* Source document
###

Best answer: I have one of them deciphered, I think:

_________________________________________

An Answer To The Devil

The expressions in your letter are cold and ill dispatched {?} -- is this a dispatch {?} to lament that I cannot serve you? Have I not sent you the Deacon of Sk_ners within these 10 days last, is not the whole town set by the ears on my account? I also consign over to you all the other Deacons for placing their Miller in my mill and I assure you that I will take care of the Merchant herd {?} so as to secure them. I likewise forgot one essential service I rendered you in Germany when I had the address to get my Clerk hanged/hung instead of myself. So that I think myself well entitled to all the Honours you have proposed.

I am yours forever

Dundas
_________________________________________


note: the "Miller" thing is about a political opponent of Sir Lawrence Dundas, Sir William Miller, who was elected to parliament, but then unseated due to Dundas petitioners. Or somesuch. Some info here.

I am most stuck by the woman(?)-on-a-rock-with-scythe images, if that's what they are. I've only been able to come up with "ill dispatch-ed" or possible "ill omen-ed". Not at all sure on that one.

I haven't yet looked at the letter from the devil to Dundas...
posted by taz at 3:32 AM on July 16, 2008


Response by poster: taz, I just got really close to it and it looks like nothing but a woman on a rock with a scythe. And next to her is a pipe maybe?

Thanks man!

###

* The data
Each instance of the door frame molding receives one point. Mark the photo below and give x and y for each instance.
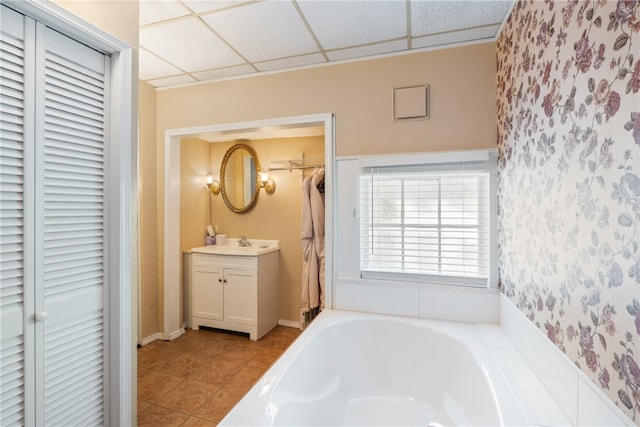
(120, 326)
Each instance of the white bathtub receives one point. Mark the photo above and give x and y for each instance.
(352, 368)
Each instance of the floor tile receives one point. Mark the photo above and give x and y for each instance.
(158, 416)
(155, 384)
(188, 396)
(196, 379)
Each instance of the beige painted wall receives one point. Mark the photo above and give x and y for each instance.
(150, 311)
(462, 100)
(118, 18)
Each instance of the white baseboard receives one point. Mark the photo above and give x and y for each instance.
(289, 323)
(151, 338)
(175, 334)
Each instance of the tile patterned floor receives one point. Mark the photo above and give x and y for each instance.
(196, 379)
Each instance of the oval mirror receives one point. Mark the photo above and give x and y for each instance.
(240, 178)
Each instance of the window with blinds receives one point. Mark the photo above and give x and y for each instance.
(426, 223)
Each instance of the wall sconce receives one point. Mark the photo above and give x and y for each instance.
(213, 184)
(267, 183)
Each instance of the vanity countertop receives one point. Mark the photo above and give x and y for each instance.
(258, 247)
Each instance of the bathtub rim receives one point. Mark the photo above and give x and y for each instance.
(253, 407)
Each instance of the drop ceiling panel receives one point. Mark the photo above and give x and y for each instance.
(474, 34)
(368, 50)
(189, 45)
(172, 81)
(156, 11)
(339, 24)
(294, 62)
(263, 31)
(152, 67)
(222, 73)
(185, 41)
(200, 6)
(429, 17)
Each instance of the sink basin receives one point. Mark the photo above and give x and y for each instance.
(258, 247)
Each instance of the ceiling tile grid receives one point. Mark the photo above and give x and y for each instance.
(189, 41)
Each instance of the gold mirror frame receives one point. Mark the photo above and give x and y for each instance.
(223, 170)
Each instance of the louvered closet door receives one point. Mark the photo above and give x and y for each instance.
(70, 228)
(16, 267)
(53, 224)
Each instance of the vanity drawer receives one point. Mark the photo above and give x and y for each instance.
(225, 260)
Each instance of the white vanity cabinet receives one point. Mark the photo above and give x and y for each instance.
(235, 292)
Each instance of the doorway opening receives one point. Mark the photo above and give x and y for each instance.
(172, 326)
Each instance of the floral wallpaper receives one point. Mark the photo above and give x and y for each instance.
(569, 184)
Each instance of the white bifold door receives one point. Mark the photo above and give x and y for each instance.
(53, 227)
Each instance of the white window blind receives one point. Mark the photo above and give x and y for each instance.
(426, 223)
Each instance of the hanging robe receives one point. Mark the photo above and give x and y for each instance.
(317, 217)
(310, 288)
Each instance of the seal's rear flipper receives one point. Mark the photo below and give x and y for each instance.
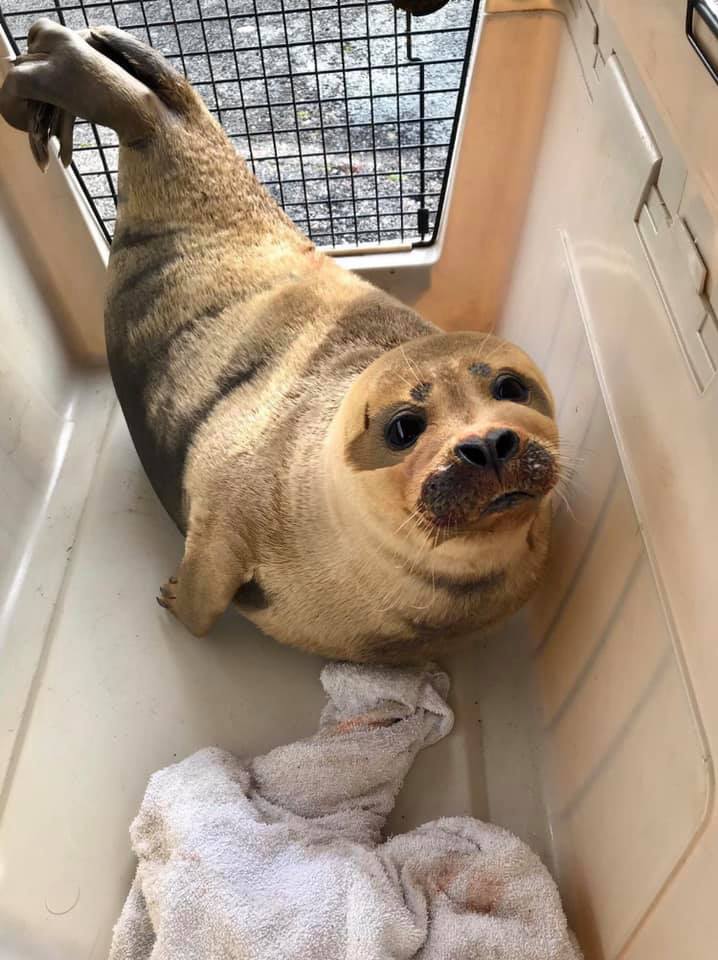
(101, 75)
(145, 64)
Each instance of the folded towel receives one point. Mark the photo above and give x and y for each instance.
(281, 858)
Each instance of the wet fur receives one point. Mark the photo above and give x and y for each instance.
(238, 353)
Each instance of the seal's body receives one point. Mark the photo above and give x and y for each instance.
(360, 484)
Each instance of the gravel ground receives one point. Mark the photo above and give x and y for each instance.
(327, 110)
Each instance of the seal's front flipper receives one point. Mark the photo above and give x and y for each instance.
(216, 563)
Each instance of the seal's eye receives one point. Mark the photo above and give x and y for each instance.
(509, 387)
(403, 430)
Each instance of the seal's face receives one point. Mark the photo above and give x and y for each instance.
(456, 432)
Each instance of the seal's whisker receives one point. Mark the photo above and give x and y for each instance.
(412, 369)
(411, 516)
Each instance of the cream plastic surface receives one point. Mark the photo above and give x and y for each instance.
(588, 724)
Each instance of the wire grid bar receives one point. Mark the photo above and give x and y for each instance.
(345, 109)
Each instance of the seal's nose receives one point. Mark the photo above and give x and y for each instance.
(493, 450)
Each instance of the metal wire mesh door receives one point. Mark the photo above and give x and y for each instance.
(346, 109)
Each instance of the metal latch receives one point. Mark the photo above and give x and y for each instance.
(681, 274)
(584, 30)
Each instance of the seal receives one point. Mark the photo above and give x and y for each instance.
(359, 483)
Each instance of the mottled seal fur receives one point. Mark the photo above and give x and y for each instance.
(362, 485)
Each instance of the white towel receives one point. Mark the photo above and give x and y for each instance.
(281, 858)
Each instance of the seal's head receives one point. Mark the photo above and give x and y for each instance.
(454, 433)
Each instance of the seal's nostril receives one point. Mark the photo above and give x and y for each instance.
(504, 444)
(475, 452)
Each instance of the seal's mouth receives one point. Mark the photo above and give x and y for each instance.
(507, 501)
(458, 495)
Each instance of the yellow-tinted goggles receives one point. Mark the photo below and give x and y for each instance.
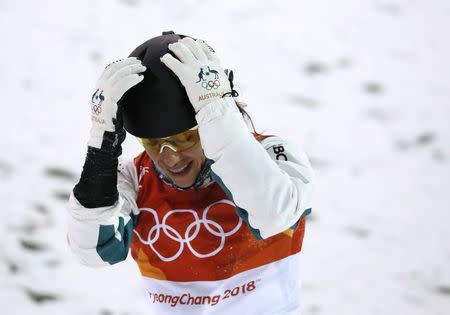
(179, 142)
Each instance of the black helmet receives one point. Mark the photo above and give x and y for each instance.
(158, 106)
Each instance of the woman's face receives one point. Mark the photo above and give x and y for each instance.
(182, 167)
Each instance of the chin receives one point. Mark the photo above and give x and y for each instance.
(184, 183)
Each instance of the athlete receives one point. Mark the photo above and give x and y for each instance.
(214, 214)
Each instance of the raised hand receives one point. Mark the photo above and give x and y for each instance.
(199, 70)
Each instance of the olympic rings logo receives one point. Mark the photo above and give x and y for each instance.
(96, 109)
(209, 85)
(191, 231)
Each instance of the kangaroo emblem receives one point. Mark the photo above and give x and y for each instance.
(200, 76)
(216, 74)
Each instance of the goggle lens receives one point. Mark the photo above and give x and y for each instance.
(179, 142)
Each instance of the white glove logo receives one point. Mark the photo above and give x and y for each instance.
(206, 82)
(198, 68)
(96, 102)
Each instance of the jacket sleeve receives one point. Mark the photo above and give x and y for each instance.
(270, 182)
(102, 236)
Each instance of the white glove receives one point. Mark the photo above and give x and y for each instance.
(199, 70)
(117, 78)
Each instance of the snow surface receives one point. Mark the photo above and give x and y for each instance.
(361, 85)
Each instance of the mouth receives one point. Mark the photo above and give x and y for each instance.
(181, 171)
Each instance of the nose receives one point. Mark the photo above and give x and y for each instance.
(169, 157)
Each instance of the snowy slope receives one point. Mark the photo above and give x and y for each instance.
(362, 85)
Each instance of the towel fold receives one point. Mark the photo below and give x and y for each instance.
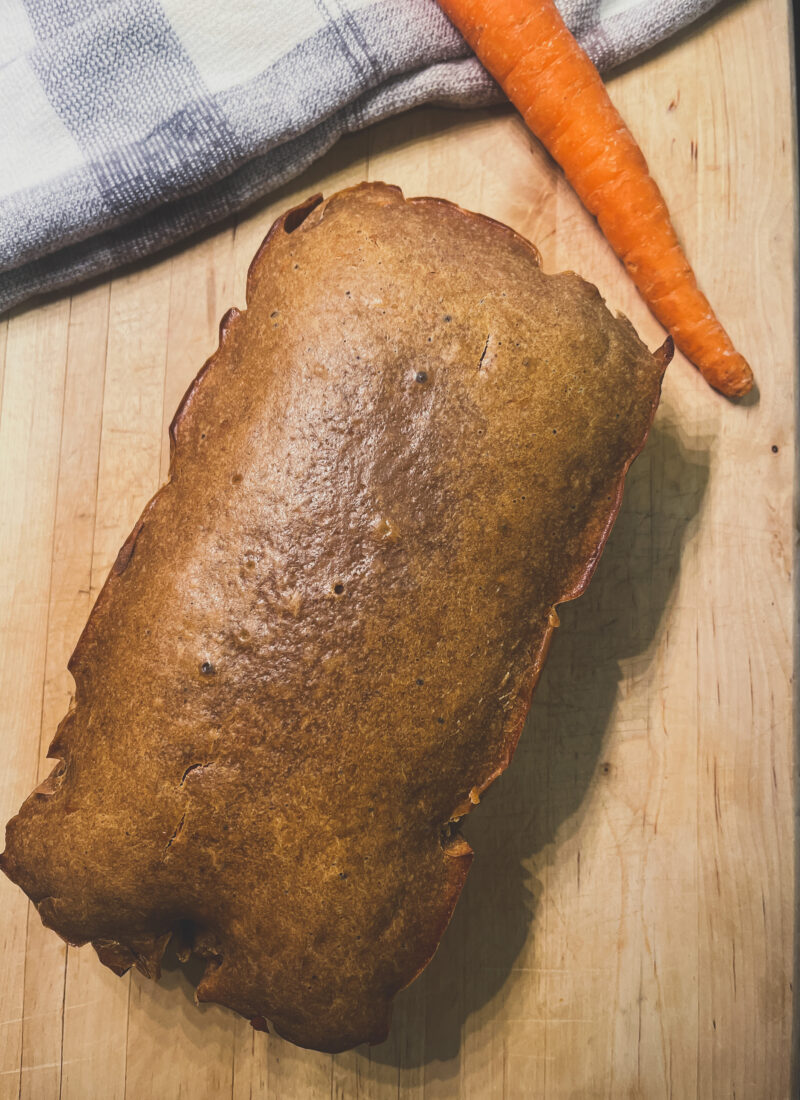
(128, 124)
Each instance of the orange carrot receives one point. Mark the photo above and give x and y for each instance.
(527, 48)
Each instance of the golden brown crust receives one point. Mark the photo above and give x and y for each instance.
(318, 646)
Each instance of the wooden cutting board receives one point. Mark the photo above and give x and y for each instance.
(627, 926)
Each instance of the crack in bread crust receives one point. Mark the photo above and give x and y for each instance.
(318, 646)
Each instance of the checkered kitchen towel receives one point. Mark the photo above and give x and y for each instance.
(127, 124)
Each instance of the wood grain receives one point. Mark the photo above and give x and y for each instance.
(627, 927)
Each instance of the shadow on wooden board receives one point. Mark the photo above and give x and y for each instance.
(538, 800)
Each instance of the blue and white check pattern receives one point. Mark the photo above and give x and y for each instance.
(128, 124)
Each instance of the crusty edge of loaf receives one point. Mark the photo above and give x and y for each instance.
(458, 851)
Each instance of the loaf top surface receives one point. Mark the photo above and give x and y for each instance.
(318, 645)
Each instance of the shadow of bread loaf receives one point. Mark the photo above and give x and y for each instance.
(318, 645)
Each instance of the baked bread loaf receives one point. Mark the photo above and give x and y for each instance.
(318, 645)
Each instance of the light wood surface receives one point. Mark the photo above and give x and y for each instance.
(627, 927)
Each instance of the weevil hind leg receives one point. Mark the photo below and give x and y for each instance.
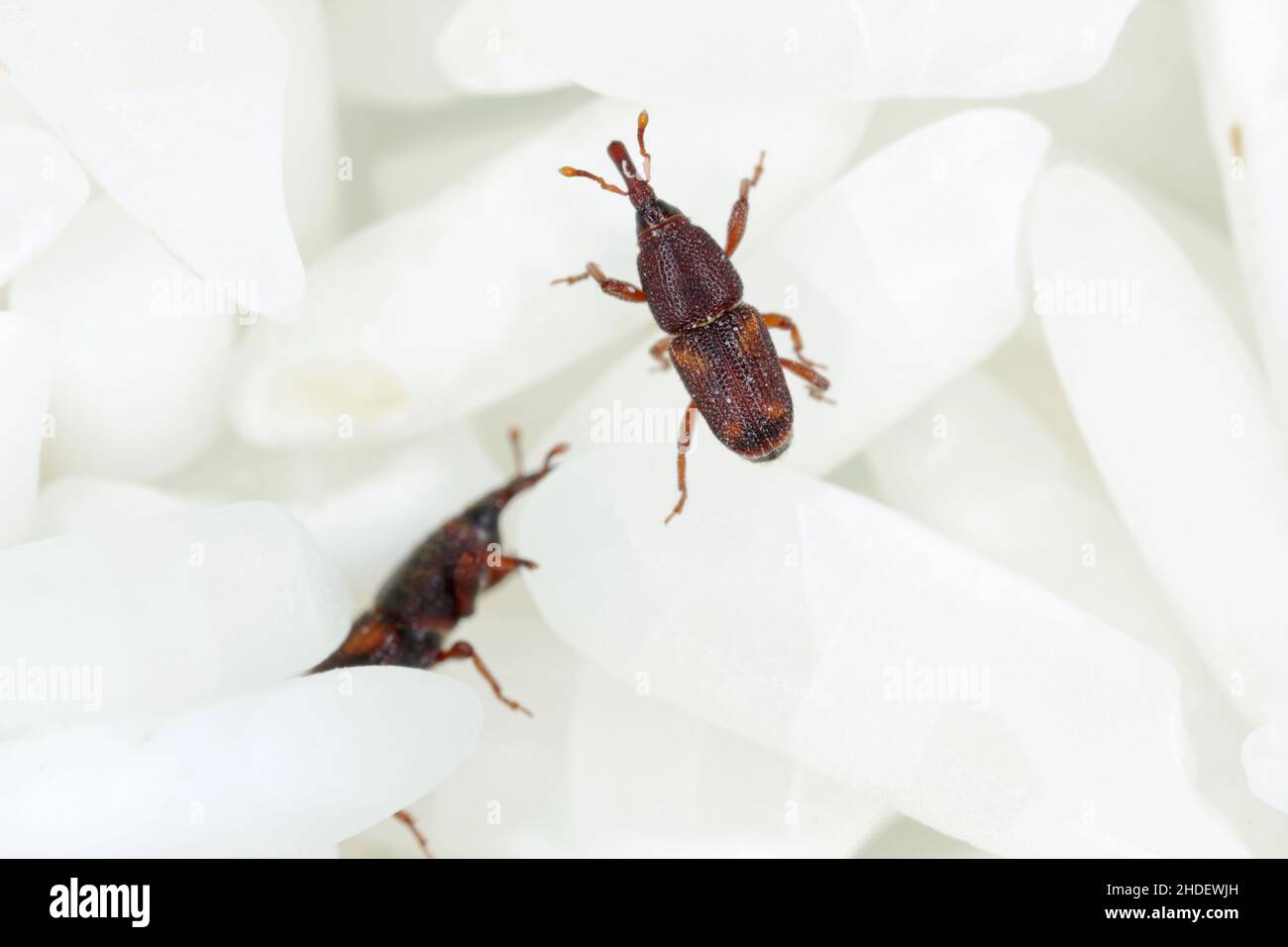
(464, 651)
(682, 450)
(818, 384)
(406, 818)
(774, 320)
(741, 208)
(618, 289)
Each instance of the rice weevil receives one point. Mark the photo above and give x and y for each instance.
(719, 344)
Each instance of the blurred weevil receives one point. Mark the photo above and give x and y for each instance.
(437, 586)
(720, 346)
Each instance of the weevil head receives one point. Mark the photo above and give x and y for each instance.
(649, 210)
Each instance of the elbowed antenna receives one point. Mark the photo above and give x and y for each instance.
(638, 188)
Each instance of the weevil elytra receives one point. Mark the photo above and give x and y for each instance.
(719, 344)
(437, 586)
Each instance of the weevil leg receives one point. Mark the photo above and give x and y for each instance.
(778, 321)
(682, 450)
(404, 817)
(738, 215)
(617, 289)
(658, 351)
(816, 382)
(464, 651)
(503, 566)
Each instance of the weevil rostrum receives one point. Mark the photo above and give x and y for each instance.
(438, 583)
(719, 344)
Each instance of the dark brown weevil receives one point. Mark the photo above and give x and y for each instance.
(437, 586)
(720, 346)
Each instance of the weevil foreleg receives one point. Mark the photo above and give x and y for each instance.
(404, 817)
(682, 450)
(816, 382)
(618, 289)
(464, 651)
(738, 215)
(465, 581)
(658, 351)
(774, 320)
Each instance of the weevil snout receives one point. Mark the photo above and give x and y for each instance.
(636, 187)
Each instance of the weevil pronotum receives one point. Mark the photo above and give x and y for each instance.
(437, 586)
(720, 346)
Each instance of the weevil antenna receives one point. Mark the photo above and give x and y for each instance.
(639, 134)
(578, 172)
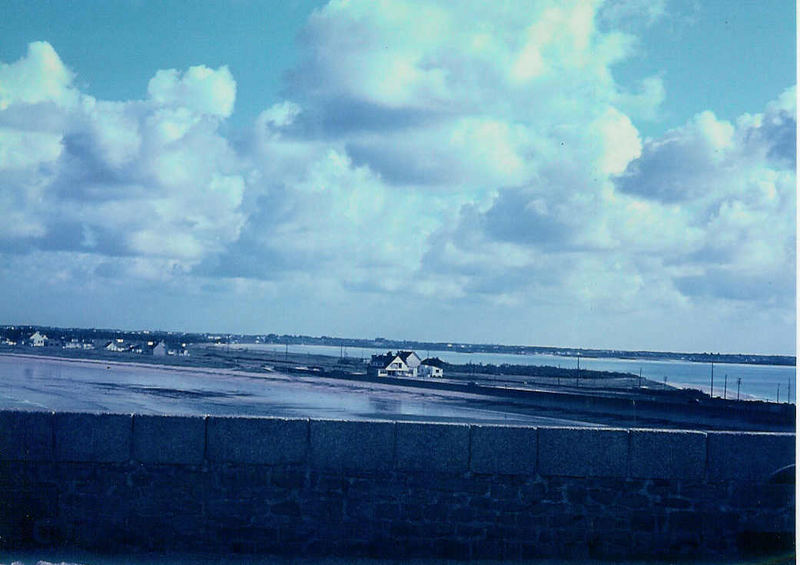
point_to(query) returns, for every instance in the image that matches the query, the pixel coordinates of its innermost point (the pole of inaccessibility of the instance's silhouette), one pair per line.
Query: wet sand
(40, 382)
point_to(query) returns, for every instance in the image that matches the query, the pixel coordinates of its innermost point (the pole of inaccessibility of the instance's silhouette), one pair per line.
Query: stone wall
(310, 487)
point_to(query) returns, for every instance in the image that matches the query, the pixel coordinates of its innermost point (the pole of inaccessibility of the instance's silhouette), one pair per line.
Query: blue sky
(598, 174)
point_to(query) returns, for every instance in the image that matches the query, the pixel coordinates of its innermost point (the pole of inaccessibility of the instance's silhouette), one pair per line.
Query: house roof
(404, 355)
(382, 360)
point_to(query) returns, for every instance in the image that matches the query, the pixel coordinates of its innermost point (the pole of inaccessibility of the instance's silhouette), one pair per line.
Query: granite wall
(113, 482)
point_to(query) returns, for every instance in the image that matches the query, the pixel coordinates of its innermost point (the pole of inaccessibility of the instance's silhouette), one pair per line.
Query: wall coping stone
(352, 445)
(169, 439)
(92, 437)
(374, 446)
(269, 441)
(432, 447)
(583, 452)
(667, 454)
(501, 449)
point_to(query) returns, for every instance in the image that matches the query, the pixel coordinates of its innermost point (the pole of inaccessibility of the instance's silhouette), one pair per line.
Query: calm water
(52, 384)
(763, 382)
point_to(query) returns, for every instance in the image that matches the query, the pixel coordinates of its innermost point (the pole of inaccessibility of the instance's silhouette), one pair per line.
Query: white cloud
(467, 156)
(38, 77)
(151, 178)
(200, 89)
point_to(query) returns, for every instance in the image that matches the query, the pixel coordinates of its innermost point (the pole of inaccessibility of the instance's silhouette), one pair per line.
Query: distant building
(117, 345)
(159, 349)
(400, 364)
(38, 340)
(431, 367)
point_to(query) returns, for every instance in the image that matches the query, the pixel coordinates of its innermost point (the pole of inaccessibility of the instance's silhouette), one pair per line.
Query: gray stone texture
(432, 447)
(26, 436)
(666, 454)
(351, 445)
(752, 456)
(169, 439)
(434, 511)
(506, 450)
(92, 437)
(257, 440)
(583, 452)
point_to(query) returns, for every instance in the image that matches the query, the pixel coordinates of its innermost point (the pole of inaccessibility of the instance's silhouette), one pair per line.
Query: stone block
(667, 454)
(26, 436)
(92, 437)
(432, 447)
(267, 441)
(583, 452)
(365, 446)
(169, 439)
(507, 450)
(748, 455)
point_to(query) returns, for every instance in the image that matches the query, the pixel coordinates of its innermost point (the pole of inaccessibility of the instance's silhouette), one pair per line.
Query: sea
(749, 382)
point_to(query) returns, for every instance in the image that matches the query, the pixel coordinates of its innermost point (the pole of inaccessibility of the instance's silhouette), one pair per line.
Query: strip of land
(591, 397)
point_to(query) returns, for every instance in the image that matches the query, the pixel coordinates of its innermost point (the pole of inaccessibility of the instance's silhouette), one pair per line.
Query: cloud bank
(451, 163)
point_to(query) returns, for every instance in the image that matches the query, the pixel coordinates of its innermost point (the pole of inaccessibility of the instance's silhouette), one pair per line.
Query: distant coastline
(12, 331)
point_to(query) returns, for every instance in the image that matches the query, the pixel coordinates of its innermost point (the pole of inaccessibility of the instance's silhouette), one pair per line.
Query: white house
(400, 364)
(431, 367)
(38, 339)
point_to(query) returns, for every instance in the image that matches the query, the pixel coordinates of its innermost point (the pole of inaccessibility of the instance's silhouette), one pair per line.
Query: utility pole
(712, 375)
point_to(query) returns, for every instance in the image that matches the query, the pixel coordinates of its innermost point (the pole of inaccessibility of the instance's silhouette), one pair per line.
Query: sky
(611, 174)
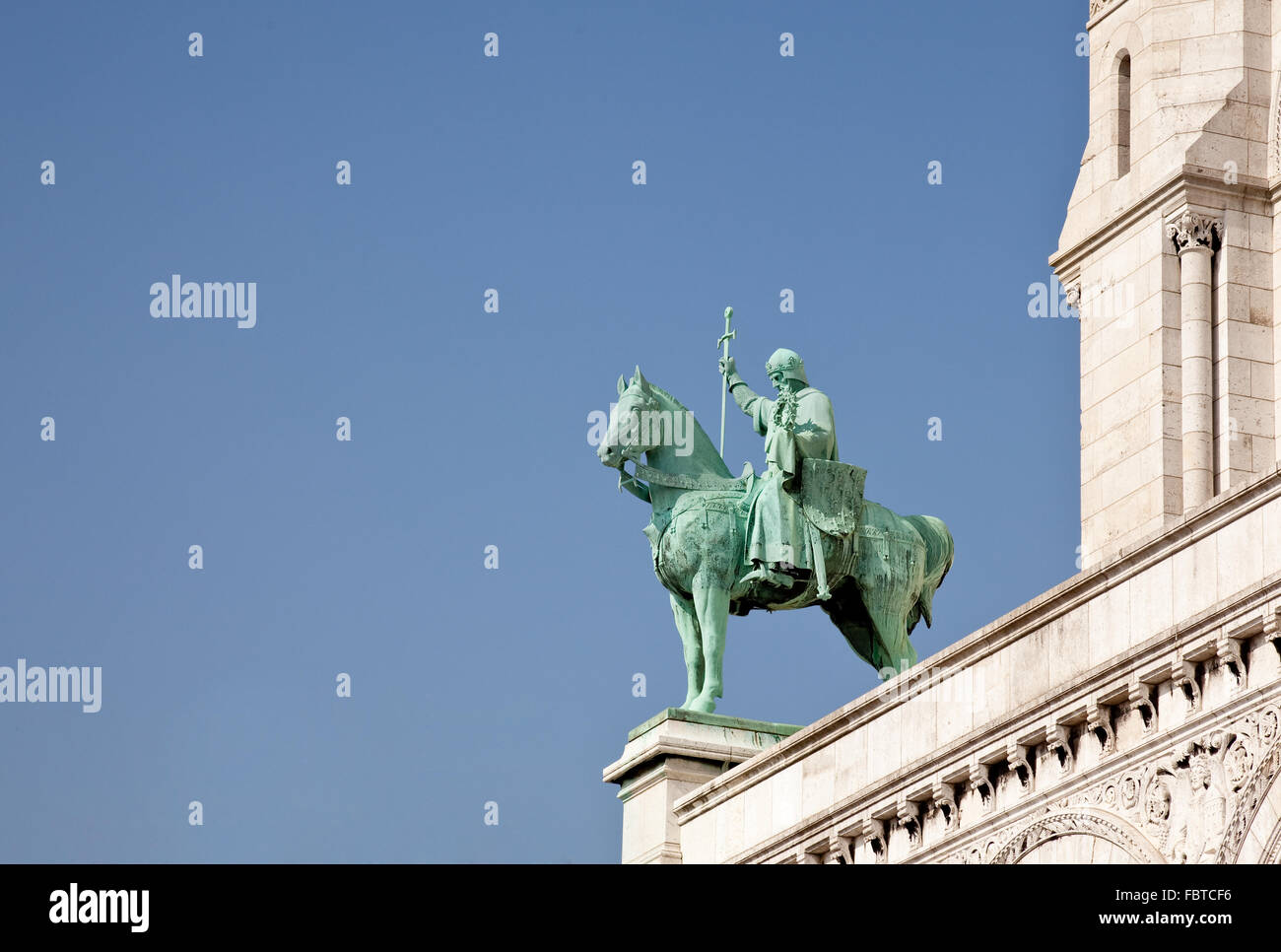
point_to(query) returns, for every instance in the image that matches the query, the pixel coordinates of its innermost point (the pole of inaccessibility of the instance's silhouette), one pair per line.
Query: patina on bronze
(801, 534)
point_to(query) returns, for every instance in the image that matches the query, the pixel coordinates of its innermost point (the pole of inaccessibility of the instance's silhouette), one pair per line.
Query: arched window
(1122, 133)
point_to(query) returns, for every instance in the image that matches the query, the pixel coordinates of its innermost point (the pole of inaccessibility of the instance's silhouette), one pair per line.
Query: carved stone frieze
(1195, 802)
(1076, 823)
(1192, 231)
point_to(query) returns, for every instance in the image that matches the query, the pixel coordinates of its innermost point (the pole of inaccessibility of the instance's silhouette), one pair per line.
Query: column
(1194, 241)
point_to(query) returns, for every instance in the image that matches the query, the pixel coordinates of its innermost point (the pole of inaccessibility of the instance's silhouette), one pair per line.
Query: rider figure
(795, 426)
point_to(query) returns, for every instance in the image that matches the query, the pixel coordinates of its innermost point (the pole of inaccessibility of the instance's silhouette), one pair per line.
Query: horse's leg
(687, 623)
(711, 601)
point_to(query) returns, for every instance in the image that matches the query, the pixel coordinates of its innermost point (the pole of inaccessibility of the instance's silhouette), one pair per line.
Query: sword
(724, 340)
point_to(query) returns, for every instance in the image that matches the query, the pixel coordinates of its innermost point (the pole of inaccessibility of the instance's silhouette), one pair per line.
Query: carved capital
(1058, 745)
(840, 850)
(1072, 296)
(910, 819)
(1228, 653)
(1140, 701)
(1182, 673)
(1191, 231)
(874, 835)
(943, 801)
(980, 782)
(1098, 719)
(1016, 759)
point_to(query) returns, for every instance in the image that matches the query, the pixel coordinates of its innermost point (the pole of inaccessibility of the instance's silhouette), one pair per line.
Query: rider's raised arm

###

* To be done
- 1) Which lines of the records contain the word "surface"? Copy each of them out, and treat case as significant.
- 2) Write what comes next in the forum thread about deciphering the Dundas letter, picking up after its last line.

* Answers provided
- 1)
Each instance of the cream plastic surface receives one point. Mark the photo above and give x and y for each instance.
Each instance of the snow surface receives one point. Mark the photo above and give x and y for each instance.
Each instance of the loaf top surface receives one point. Mark the photo above and give x and y for each instance.
Each instance of the light wood surface receives one point. Mark the photo above and give x and y for each instance.

- 2)
posted by aburd at 5:06 AM on July 16, 2008


Best answer: Here's the other one:
_________________________________________

A Letter to Sir Lawrence Dundas

When I consider what you have already done for my behoof, and that it may never again happen to be in your way to assist my emissarys as formerly, I cannot forbear lamenting your late misfortune. To recapitulate all your services would be endless -- In the year 46 you grasped that opportunity to get rich by the death of thousands of familys {?} -- In Germany when commissary to the army you sent thousands to the battle for want of bread. Since commencing baronet you have been no less assiduous in increasing {?} my kingdom by encouraging all manner of wickedness, by gaming, holding {?} false swearing to serve your & my ends, for all which services you may assure yourself of being made a peer of my kingdom and my privy counsellor forever.

I am yours &tc

The Devil
_________________________________________

I have no idea what the image is that I have interpreted as "familys". Can't make that one out at all.
posted by taz at 6:56 AM on July 16, 2008


Best answer: Could it be "no less assiduous in crowding my kingdom"?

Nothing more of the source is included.